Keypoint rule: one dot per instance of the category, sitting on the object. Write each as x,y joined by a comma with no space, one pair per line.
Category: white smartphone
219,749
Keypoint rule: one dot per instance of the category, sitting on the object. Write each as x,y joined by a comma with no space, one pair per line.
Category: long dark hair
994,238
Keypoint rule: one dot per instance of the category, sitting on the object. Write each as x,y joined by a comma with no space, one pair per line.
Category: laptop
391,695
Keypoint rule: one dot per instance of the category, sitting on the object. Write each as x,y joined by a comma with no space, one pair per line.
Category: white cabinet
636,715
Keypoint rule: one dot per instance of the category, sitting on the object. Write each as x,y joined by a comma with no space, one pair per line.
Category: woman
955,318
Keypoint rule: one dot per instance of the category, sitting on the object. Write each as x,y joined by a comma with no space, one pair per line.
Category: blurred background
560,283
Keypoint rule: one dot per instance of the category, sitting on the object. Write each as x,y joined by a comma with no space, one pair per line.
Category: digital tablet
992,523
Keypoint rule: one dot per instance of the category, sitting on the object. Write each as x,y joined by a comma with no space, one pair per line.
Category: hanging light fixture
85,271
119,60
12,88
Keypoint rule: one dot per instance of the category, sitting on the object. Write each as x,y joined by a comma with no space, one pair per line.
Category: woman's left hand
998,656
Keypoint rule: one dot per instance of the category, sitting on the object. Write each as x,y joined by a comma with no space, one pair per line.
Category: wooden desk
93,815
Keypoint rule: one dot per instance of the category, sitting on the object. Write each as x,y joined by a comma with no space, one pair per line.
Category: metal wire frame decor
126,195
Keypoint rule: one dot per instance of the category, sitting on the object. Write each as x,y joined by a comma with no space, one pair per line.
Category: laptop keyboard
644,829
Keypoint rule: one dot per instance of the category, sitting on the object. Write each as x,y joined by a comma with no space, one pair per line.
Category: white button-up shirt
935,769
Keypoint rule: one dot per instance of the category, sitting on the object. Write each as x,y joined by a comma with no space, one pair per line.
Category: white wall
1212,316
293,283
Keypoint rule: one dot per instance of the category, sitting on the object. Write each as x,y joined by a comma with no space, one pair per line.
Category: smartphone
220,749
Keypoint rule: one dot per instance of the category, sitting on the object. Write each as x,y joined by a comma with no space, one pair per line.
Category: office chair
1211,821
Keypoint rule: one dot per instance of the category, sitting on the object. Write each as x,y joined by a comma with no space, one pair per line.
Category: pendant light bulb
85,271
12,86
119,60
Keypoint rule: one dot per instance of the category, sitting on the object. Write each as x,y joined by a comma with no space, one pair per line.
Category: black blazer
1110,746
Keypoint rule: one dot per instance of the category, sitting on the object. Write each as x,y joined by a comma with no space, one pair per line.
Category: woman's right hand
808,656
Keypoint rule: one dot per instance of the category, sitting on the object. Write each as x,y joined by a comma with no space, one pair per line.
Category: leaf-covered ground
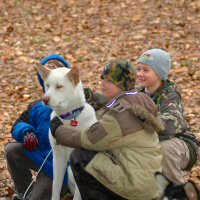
86,33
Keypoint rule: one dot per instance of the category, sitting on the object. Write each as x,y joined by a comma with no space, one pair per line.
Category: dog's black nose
46,100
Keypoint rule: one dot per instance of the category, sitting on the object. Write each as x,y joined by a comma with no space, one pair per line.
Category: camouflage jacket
169,102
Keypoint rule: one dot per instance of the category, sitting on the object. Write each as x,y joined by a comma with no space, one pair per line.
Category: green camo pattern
169,103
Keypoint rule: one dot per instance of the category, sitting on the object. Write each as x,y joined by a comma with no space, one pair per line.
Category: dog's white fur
64,91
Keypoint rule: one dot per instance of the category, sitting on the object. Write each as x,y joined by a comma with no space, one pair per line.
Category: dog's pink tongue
46,100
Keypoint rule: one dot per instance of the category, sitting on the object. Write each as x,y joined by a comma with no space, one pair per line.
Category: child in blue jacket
32,145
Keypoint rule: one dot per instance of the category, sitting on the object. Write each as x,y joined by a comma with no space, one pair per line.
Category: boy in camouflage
179,146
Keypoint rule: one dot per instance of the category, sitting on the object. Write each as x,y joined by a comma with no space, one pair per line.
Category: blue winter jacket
37,119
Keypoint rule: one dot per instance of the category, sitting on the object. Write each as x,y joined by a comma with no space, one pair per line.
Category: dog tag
74,122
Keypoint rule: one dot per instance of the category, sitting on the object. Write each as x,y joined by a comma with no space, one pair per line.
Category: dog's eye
59,86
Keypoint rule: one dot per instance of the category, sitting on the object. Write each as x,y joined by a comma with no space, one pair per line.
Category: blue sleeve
23,125
20,129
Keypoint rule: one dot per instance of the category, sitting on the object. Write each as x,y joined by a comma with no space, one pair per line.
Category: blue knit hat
158,60
49,58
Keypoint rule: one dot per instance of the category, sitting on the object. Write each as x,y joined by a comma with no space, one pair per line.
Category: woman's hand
54,124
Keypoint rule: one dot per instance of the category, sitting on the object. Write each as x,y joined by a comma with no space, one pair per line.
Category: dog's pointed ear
162,183
43,71
191,191
74,75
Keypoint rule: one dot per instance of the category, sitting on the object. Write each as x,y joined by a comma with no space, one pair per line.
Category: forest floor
87,33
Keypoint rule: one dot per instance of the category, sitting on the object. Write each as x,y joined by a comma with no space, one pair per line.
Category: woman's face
109,90
147,77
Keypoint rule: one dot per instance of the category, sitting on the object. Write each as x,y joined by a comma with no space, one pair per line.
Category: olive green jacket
127,141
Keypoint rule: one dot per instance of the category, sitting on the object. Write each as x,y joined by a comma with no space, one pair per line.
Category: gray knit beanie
158,60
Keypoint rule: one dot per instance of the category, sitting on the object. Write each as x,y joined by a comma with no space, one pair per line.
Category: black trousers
89,187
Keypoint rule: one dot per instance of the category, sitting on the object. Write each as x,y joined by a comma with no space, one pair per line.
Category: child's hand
30,141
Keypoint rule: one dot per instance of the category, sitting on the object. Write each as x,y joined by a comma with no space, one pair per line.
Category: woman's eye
59,86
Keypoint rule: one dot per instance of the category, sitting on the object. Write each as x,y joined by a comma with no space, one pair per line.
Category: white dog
64,94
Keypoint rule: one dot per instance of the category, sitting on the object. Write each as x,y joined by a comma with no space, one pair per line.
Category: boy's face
109,90
147,77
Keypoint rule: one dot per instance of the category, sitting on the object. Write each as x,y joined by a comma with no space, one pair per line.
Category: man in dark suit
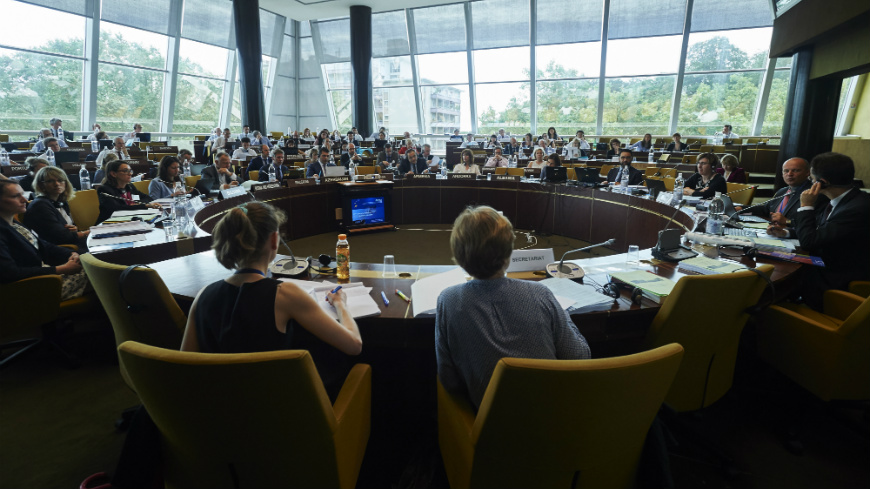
796,174
317,167
412,164
635,176
832,223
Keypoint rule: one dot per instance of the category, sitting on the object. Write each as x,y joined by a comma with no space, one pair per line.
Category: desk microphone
572,270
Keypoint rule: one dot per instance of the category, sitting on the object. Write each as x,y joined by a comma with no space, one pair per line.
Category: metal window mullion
605,20
678,86
91,66
412,45
533,78
170,78
469,44
763,96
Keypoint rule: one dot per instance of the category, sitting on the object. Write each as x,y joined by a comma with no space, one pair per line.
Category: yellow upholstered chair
85,208
556,423
146,312
860,288
742,194
251,419
710,340
828,352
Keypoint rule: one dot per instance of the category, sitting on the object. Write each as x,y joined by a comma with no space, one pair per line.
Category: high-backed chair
139,306
710,339
85,208
251,419
556,423
742,194
828,352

════════════════════

• SET PROBLEM
Pull out every line of the items that contains the string "black", and treat uppercase and lowercase letters as different.

• RESULT BELOW
Category: black blazer
Category: dog's black nose
Category: black trousers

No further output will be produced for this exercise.